┏━━

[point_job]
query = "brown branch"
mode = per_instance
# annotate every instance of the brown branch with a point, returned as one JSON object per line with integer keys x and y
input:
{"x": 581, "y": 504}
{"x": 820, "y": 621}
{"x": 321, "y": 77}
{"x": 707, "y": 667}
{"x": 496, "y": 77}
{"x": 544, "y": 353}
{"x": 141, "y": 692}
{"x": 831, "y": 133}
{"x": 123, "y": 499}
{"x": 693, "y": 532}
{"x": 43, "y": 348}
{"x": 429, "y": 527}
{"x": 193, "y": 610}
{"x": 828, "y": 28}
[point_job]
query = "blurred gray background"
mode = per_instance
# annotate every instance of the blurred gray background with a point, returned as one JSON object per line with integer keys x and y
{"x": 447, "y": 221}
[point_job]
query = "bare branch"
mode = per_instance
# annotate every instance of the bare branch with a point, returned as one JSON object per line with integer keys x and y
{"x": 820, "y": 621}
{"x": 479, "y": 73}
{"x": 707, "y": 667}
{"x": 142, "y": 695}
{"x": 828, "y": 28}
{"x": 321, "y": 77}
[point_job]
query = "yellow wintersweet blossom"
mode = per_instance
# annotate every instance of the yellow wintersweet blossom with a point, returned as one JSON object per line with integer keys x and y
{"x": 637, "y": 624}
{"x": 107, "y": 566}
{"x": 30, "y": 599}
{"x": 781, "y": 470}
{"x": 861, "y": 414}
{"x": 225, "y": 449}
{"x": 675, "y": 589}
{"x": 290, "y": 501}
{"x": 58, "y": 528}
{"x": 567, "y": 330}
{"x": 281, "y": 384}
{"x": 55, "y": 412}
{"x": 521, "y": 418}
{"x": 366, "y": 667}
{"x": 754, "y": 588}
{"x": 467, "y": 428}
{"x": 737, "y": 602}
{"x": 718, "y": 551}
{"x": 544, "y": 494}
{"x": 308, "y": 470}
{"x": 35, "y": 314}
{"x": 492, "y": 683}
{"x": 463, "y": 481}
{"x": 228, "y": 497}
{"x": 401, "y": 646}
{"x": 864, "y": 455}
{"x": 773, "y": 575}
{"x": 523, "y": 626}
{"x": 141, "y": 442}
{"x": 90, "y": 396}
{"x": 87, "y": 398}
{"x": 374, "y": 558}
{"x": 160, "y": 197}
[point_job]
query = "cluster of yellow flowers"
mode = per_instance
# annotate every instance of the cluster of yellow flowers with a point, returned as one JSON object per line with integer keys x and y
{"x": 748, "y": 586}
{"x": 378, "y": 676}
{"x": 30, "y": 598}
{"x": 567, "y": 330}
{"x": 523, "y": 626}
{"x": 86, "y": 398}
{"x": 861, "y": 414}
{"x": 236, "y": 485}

┗━━

▸ **AIM OF THE TASK**: Could you reproduce every record exactly as written?

▸ **SOLUTION TO THE PROBLEM**:
[point_job]
query = "brown branch"
mode = per_instance
# annotate every instance of the brown branch with a point, returned as one JSON object per line with integer keys x and y
input:
{"x": 581, "y": 504}
{"x": 820, "y": 621}
{"x": 321, "y": 77}
{"x": 707, "y": 667}
{"x": 496, "y": 77}
{"x": 544, "y": 353}
{"x": 141, "y": 692}
{"x": 831, "y": 133}
{"x": 123, "y": 499}
{"x": 693, "y": 532}
{"x": 43, "y": 348}
{"x": 429, "y": 527}
{"x": 193, "y": 610}
{"x": 828, "y": 28}
[point_job]
query = "blurred gray background"
mode = per_instance
# annotate every instance of the blurred gray background with a point, returned as one JSON object per line with integer keys x and y
{"x": 447, "y": 221}
[point_job]
query = "bare branch"
mode = per_instance
# annotate every instance of the bare branch with a point, returned as one JSON object per line with integer keys x and y
{"x": 820, "y": 621}
{"x": 479, "y": 73}
{"x": 707, "y": 667}
{"x": 142, "y": 695}
{"x": 828, "y": 28}
{"x": 321, "y": 77}
[point_job]
query = "yellow wintersweet blossom"
mode = per_instance
# annotate every instance of the yellow wintersweet blossom with a point, returned as one JSON object per line with integer keys x and y
{"x": 637, "y": 624}
{"x": 107, "y": 566}
{"x": 30, "y": 599}
{"x": 781, "y": 470}
{"x": 861, "y": 414}
{"x": 225, "y": 449}
{"x": 675, "y": 589}
{"x": 290, "y": 501}
{"x": 58, "y": 528}
{"x": 567, "y": 330}
{"x": 281, "y": 384}
{"x": 55, "y": 412}
{"x": 521, "y": 418}
{"x": 366, "y": 667}
{"x": 754, "y": 588}
{"x": 467, "y": 428}
{"x": 737, "y": 602}
{"x": 718, "y": 551}
{"x": 544, "y": 494}
{"x": 308, "y": 470}
{"x": 35, "y": 314}
{"x": 492, "y": 683}
{"x": 463, "y": 481}
{"x": 228, "y": 497}
{"x": 401, "y": 646}
{"x": 864, "y": 455}
{"x": 773, "y": 575}
{"x": 523, "y": 626}
{"x": 141, "y": 442}
{"x": 90, "y": 396}
{"x": 87, "y": 398}
{"x": 374, "y": 558}
{"x": 160, "y": 197}
[point_job]
query = "cluster of yellow flowers"
mode = per_instance
# annotate every instance of the cluster of yellow flowers with a point, returned as one JSON object per line with integer keys x and y
{"x": 748, "y": 586}
{"x": 378, "y": 676}
{"x": 30, "y": 598}
{"x": 567, "y": 330}
{"x": 523, "y": 626}
{"x": 86, "y": 398}
{"x": 861, "y": 414}
{"x": 236, "y": 485}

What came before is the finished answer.